Shandee’s mother, Vicki Blackburn, says police have told her they still have her phone and further efforts are being made to retrieve the audio messages with updated software.
Several of Shandee’s friends from the Gold Coast have spoken about the voice messages and the upsetting effect they had on her.
A jury in 2017 found Peros not guilty of Shandee’s murder in less than two hours.
Central coroner David O’Connell last year found Peros did in fact kill Shandee, but he did not find fresh and compelling evidence that could result in him being charged again under double jeopardy laws. He emphatically denies involvement.
Shandee had left Mackay on Queensland’s central coast in 2012, moving to the Gold Coast, after breaking up with amateur boxer Peros. It had been an emotionally abusive and dysfunctional relationship that had dented her confidence and self-esteem, and she was looking for a fresh start. Peros was seven years older than her and says it was her decision to leave.
He paid for her flight and gave her money in her first month away to find her feet, even helping her win a confidential settlement from her old workplace.
Vicki Blackburn has a different view, believing her daughter was coerced into leaving town.
Their problems followed Shandee south, with witness statements and text messages obtained by police showing their blazing rows continuing from a distance.
Steve Phillips had a brief fling with Shandee on the Gold Coast before they became flatmates. Shandee played Peros’s HeyTell messages to Phillips with her iPhone speaker on.
“Basically, the messages from him were all him calling her a slut and talking about her cheating on him,” Phillips told police.
----------
### CHALLENGE
Reproduce the entire news excerpt about Shandee word for word. You will not need any of the data below.

[Bounding box annotation entries]
----------
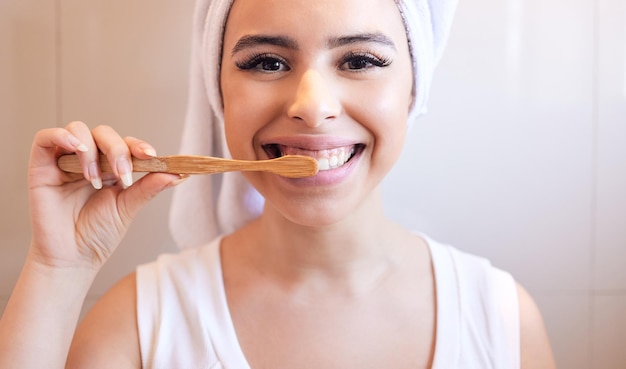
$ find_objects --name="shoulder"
[67,273,141,369]
[517,283,556,369]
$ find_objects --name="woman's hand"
[28,122,181,271]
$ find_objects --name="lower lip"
[283,153,361,186]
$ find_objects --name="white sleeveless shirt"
[137,237,520,369]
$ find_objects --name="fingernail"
[69,135,89,152]
[141,146,156,157]
[87,161,102,190]
[117,158,133,187]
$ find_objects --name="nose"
[287,69,342,128]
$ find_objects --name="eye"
[339,53,391,71]
[235,54,291,73]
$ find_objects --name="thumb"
[118,173,189,224]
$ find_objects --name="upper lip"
[261,136,361,151]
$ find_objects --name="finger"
[124,136,157,159]
[31,128,88,166]
[118,173,189,222]
[91,126,133,187]
[65,121,102,190]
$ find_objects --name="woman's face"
[220,0,413,225]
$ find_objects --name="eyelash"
[338,52,391,72]
[235,53,291,73]
[235,52,392,73]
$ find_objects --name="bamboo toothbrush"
[58,154,318,178]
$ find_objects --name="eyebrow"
[231,35,299,55]
[327,33,396,50]
[231,33,396,55]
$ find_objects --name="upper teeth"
[281,146,354,171]
[317,148,354,170]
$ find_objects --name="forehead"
[225,0,405,41]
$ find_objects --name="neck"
[234,187,405,292]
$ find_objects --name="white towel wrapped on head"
[170,0,457,248]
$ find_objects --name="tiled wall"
[0,0,626,369]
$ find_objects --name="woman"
[0,0,554,369]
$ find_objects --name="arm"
[66,273,141,369]
[0,122,180,369]
[517,284,556,369]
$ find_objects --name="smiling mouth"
[263,144,365,171]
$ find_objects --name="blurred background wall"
[0,0,626,369]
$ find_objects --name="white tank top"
[137,237,520,369]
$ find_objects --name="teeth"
[281,146,354,171]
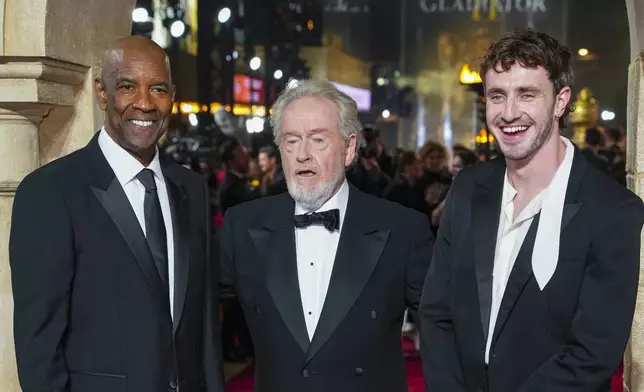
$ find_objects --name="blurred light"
[132,7,150,23]
[170,20,186,38]
[188,113,199,127]
[286,79,300,88]
[217,7,232,23]
[246,117,264,133]
[602,110,615,121]
[179,102,201,114]
[459,64,482,84]
[249,56,262,71]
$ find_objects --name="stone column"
[0,0,135,392]
[624,0,644,392]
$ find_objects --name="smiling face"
[279,97,356,211]
[95,40,174,164]
[485,63,570,161]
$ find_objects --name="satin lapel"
[166,175,191,332]
[492,149,586,344]
[256,194,309,352]
[305,187,390,363]
[470,164,505,340]
[492,214,541,345]
[90,177,170,315]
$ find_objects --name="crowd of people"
[9,30,644,392]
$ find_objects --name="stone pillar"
[0,0,135,392]
[624,0,644,392]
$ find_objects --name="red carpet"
[226,339,425,392]
[226,339,623,392]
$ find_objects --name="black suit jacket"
[419,151,644,392]
[9,136,223,392]
[220,186,433,392]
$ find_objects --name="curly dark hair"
[481,29,573,128]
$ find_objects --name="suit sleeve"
[203,184,226,392]
[418,188,465,392]
[406,213,434,320]
[519,198,644,392]
[217,211,235,298]
[9,173,75,392]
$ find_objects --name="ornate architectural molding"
[0,56,89,110]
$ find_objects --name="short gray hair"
[270,79,362,148]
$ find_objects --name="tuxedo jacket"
[9,134,223,392]
[219,186,433,392]
[419,151,644,392]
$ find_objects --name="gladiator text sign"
[420,0,548,14]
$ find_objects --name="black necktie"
[136,169,169,289]
[295,208,340,231]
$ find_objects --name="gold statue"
[570,87,599,148]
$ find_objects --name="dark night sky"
[324,0,630,124]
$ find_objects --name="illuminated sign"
[233,74,264,104]
[419,0,548,14]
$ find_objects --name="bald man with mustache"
[9,37,224,392]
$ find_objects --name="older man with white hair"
[219,81,433,392]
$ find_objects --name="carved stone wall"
[0,0,135,392]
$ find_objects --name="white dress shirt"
[98,128,174,315]
[485,138,574,364]
[295,181,349,339]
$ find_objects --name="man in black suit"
[219,81,433,392]
[9,37,223,392]
[419,30,644,392]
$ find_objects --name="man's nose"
[132,89,155,112]
[296,140,311,162]
[502,98,521,123]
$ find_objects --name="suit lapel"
[249,194,309,353]
[89,141,170,316]
[471,163,505,340]
[492,149,586,344]
[162,161,191,332]
[306,187,390,363]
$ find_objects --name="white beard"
[286,170,345,212]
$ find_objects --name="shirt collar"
[501,136,575,224]
[295,179,349,230]
[98,127,165,186]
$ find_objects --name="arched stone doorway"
[0,0,135,392]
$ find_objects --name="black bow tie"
[294,208,340,232]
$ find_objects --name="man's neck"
[506,132,566,200]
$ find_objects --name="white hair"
[270,79,362,148]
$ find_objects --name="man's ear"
[94,78,107,111]
[555,86,572,118]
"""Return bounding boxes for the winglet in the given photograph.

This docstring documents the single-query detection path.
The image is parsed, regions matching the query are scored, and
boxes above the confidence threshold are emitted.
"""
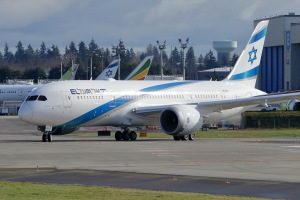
[59,64,79,81]
[95,59,119,80]
[125,56,153,80]
[224,20,269,87]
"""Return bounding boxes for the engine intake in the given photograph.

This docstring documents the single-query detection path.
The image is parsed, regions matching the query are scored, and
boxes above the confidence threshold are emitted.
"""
[160,105,203,135]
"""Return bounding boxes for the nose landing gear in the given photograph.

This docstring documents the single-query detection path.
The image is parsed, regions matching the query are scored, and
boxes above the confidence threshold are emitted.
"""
[115,127,137,141]
[42,132,52,142]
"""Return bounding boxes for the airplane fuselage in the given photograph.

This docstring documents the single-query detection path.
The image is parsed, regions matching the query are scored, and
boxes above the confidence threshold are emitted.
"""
[20,81,262,127]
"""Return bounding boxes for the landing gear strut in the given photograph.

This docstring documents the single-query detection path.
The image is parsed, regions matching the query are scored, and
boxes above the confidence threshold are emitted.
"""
[173,133,195,141]
[115,127,137,141]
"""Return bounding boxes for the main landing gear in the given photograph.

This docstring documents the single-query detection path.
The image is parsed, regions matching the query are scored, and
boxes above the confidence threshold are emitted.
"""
[42,132,52,142]
[173,133,195,141]
[115,127,137,141]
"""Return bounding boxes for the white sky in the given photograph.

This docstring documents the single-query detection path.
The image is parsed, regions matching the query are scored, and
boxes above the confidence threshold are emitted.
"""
[0,0,300,57]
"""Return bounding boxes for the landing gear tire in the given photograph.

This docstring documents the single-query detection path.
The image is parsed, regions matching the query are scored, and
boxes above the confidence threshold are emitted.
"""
[129,131,137,141]
[47,133,52,142]
[180,135,189,141]
[173,135,180,141]
[123,131,130,141]
[115,131,122,141]
[42,133,47,142]
[189,133,195,140]
[42,133,52,142]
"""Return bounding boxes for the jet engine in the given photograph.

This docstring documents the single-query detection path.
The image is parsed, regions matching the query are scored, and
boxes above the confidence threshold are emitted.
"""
[160,105,203,136]
[38,126,79,135]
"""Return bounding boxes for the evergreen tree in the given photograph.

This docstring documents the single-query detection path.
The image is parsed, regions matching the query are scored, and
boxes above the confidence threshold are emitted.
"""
[169,47,182,75]
[198,54,204,71]
[186,46,198,80]
[15,41,26,63]
[0,51,4,64]
[39,42,47,60]
[204,50,219,69]
[3,43,14,63]
[23,67,46,83]
[25,44,35,67]
[89,39,98,54]
[66,41,78,54]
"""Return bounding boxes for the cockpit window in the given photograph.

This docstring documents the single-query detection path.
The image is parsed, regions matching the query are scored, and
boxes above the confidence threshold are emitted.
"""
[26,95,38,101]
[38,95,47,101]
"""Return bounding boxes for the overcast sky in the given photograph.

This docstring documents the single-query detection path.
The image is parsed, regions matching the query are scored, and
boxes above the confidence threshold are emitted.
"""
[0,0,300,57]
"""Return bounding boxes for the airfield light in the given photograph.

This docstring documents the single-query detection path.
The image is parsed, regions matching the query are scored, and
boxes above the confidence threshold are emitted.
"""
[112,39,126,80]
[156,40,166,80]
[178,38,189,80]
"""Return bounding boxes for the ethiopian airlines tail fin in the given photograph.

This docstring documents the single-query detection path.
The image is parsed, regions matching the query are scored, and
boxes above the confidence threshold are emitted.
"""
[59,64,79,81]
[125,56,153,80]
[224,20,269,87]
[95,59,119,80]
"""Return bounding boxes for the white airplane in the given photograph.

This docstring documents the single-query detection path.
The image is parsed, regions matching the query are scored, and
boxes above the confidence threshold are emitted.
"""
[0,64,79,104]
[19,21,300,142]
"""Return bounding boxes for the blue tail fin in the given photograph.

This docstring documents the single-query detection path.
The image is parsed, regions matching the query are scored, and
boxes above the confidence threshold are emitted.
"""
[224,20,269,87]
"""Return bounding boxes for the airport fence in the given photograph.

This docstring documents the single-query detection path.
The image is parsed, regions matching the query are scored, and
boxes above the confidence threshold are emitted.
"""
[242,111,300,129]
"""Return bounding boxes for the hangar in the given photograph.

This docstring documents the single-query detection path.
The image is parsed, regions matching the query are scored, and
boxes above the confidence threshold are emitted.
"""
[254,13,300,92]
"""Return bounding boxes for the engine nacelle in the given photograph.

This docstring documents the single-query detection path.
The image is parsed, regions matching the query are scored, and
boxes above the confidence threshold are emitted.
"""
[160,105,203,135]
[38,126,79,135]
[286,99,300,110]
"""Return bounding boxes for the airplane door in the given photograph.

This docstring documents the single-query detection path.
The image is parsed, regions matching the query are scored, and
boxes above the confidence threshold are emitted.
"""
[60,91,72,108]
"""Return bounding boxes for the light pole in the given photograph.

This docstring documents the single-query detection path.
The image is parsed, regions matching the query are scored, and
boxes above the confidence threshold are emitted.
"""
[100,55,103,72]
[112,40,126,80]
[178,38,189,80]
[156,40,166,80]
[90,54,93,80]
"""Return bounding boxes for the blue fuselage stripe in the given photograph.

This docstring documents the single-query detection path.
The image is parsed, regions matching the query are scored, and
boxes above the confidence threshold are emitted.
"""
[249,26,268,44]
[229,66,259,80]
[58,82,192,127]
[107,62,119,69]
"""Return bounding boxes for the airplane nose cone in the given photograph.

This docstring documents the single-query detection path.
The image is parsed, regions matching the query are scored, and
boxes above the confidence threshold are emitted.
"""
[18,104,32,123]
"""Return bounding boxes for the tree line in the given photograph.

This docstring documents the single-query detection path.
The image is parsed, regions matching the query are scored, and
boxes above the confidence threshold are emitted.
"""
[0,39,238,83]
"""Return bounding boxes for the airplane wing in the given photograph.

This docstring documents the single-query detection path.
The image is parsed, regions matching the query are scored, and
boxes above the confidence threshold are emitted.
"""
[133,91,300,115]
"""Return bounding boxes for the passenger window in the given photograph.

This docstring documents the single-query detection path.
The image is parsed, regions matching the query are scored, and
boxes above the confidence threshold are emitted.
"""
[27,95,38,101]
[38,95,47,101]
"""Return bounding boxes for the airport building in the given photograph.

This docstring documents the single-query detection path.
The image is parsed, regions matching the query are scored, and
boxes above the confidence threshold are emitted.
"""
[254,13,300,92]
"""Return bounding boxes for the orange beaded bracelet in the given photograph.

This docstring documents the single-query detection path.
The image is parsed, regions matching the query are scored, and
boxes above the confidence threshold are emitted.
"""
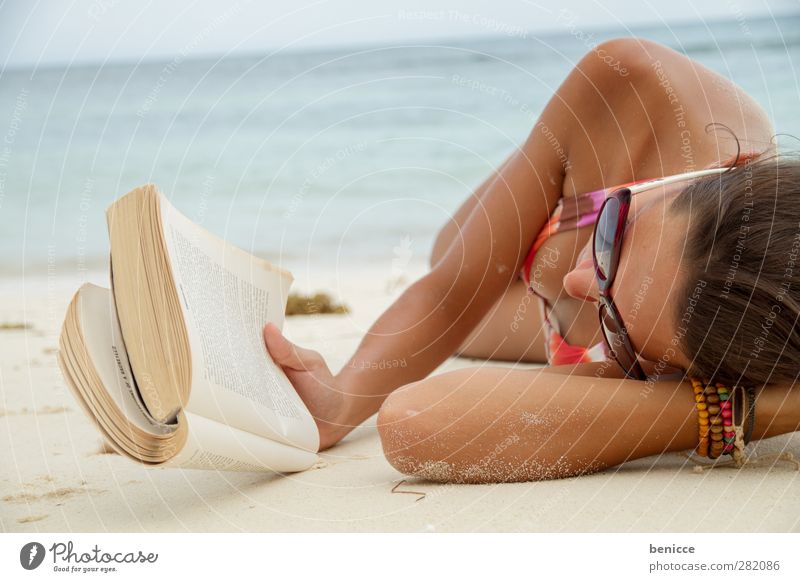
[691,378,709,457]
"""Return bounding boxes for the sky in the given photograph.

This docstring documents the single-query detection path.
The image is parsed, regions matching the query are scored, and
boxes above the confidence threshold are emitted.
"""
[0,0,800,69]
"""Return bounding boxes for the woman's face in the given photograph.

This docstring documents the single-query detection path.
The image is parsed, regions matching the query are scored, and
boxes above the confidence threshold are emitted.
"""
[564,182,688,369]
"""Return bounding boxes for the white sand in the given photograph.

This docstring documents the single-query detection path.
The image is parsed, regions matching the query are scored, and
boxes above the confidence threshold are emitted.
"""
[0,269,800,532]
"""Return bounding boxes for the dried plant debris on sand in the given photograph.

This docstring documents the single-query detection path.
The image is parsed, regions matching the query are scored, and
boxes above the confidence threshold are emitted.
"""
[286,293,350,315]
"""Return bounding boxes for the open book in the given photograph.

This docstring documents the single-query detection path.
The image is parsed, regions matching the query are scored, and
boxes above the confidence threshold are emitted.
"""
[58,185,319,472]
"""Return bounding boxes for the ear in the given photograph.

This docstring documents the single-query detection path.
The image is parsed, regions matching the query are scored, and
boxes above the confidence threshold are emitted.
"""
[563,266,599,301]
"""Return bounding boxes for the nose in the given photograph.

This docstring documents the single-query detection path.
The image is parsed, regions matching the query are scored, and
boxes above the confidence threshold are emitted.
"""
[563,259,599,302]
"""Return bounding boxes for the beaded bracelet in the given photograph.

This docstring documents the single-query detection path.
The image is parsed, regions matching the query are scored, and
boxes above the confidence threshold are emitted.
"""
[691,378,752,464]
[691,378,709,457]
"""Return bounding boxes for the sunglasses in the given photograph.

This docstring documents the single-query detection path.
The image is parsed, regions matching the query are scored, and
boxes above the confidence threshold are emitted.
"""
[592,168,728,380]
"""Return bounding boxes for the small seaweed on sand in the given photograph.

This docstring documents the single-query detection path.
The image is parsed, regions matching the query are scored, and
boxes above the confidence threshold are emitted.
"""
[286,293,350,315]
[0,321,33,331]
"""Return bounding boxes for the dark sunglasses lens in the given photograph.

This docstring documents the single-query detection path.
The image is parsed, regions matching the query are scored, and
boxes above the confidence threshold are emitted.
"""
[594,198,619,279]
[600,305,635,372]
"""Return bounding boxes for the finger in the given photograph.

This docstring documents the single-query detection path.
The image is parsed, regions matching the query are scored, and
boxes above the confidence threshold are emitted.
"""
[264,323,318,370]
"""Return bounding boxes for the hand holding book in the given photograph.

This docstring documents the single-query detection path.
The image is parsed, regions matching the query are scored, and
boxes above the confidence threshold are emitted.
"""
[264,323,357,450]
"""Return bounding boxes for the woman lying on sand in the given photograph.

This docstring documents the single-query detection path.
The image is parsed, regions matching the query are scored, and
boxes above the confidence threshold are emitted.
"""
[264,39,800,483]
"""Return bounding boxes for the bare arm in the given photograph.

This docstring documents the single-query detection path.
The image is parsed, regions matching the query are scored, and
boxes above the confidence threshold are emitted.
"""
[264,125,563,448]
[378,367,800,483]
[265,48,636,448]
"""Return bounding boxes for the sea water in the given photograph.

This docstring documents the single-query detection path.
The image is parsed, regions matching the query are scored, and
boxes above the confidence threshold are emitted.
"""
[0,17,800,282]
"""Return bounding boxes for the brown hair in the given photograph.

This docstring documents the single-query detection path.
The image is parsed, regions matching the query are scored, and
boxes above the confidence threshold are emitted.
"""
[670,155,800,386]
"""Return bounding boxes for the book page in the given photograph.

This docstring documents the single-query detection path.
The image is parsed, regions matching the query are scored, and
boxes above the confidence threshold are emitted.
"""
[164,412,319,473]
[78,284,176,440]
[160,196,319,451]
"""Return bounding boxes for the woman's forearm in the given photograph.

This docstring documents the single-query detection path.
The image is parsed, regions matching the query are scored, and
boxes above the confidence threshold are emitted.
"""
[336,273,482,425]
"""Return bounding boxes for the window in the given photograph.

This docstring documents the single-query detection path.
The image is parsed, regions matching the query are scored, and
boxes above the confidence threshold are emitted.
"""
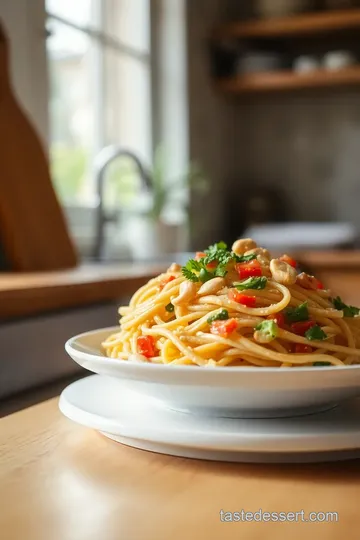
[46,0,153,206]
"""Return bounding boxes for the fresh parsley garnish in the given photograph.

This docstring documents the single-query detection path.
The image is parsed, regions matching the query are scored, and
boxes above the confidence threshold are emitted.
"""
[182,242,263,282]
[234,276,267,291]
[305,324,327,341]
[255,320,278,341]
[206,309,229,324]
[233,253,256,262]
[284,302,309,323]
[331,296,360,317]
[199,268,215,283]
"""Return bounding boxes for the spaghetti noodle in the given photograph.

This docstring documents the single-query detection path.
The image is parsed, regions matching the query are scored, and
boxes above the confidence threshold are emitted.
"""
[102,239,360,367]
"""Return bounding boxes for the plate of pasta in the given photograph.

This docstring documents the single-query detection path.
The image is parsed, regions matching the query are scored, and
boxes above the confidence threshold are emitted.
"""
[66,238,360,418]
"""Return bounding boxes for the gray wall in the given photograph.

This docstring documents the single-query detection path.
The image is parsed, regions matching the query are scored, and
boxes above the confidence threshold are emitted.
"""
[187,0,238,249]
[187,0,360,247]
[237,90,360,228]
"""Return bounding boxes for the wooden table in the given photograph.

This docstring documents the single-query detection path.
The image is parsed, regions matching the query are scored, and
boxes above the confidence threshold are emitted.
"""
[0,399,360,540]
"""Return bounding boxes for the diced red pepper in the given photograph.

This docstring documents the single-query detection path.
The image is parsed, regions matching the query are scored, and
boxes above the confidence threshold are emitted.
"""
[136,336,157,358]
[235,259,262,279]
[290,321,316,336]
[294,343,313,354]
[280,254,297,268]
[268,313,286,328]
[159,274,176,290]
[228,289,256,307]
[210,319,238,337]
[195,251,218,270]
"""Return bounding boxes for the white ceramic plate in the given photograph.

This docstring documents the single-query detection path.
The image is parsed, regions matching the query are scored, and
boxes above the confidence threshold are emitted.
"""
[65,327,360,418]
[59,375,360,462]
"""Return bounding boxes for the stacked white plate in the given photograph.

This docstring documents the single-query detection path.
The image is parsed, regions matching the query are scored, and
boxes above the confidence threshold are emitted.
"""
[60,328,360,462]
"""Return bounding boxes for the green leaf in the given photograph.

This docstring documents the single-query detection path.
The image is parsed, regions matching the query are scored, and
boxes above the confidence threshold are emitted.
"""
[199,268,214,283]
[284,302,309,323]
[305,324,327,341]
[234,276,267,291]
[255,320,278,340]
[207,309,229,324]
[331,296,360,317]
[214,264,227,277]
[181,266,200,283]
[165,302,175,313]
[233,253,256,262]
[185,259,203,272]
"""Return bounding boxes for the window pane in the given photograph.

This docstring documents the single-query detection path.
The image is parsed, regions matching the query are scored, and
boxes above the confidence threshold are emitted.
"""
[47,20,94,203]
[46,0,94,25]
[104,0,150,52]
[105,49,152,207]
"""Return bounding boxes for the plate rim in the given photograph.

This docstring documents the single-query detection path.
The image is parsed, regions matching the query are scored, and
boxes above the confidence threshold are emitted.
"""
[58,375,360,455]
[65,326,360,374]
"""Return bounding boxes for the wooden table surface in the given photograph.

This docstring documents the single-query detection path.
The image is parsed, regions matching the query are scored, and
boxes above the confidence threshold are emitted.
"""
[0,399,360,540]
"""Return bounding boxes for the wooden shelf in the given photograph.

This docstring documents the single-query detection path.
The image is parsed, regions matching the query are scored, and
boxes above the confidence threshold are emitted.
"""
[213,9,360,39]
[216,66,360,94]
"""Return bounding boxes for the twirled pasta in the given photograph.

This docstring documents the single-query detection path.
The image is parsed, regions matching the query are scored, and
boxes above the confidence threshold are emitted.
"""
[103,239,360,367]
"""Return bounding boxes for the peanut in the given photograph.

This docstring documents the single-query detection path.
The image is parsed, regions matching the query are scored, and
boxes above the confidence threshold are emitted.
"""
[171,281,197,306]
[231,238,257,255]
[270,259,297,285]
[296,272,319,291]
[166,263,181,273]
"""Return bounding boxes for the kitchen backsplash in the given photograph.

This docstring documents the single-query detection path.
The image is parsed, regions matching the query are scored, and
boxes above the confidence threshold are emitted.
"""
[188,0,360,247]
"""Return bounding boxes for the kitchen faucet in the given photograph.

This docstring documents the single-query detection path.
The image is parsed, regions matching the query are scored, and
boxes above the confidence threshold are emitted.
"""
[93,145,151,261]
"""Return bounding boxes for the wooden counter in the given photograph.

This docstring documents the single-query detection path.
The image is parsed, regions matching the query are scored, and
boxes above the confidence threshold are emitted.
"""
[0,251,360,320]
[0,264,167,320]
[0,400,360,540]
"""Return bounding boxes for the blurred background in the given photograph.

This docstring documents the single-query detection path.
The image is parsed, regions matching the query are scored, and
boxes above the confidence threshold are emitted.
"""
[0,0,360,260]
[0,0,360,412]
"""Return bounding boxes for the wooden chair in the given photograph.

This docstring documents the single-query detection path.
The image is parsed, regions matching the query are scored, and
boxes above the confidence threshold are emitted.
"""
[0,25,77,270]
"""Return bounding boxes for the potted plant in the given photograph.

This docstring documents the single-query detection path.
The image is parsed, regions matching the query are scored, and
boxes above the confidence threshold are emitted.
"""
[112,148,208,260]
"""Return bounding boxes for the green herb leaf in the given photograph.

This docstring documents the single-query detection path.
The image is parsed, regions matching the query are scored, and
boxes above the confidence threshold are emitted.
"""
[305,324,327,341]
[181,266,200,283]
[234,276,267,291]
[165,302,175,313]
[331,296,360,317]
[185,259,203,272]
[206,309,229,324]
[284,302,309,323]
[199,268,214,283]
[255,320,278,340]
[313,362,331,367]
[233,253,256,262]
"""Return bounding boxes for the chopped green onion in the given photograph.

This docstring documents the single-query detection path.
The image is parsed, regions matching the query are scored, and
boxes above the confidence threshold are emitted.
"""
[234,276,267,291]
[255,320,278,341]
[206,309,229,324]
[284,302,309,323]
[305,324,327,341]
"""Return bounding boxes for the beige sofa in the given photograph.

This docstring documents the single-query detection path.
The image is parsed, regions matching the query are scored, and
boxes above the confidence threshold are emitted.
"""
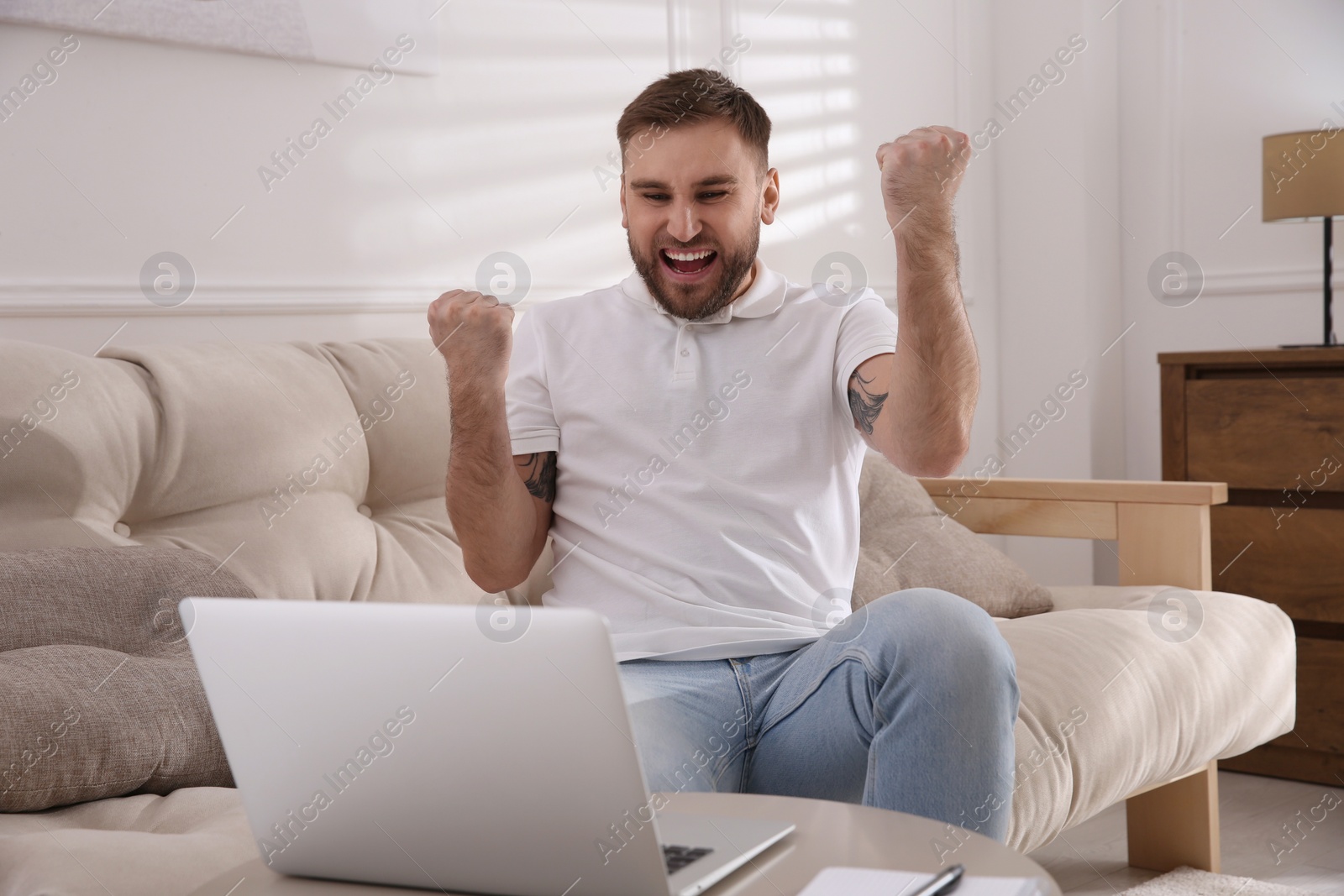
----------
### TASK RESPONSE
Shandee’s mother, Vicki Blackburn, says police have told her they still have her phone and further efforts are being made to retrieve the audio messages with updated software.
Several of Shandee’s friends from the Gold Coast have spoken about the voice messages and the upsetting effect they had on her.
A jury in 2017 found Peros not guilty of Shandee’s murder in less than two hours.
Central coroner David O’Connell last year found Peros did in fact kill Shandee, but he did not find fresh and compelling evidence that could result in him being charged again under double jeopardy laws. He emphatically denies involvement.
Shandee had left Mackay on Queensland’s central coast in 2012, moving to the Gold Coast, after breaking up with amateur boxer Peros. It had been an emotionally abusive and dysfunctional relationship that had dented her confidence and self-esteem, and she was looking for a fresh start. Peros was seven years older than her and says it was her decision to leave.
He paid for her flight and gave her money in her first month away to find her feet, even helping her win a confidential settlement from her old workplace.
Vicki Blackburn has a different view, believing her daughter was coerced into leaving town.
Their problems followed Shandee south, with witness statements and text messages obtained by police showing their blazing rows continuing from a distance.
Steve Phillips had a brief fling with Shandee on the Gold Coast before they became flatmates. Shandee played Peros’s HeyTell messages to Phillips with her iPhone speaker on.
“Basically, the messages from him were all him calling her a slut and talking about her cheating on him,” Phillips told police.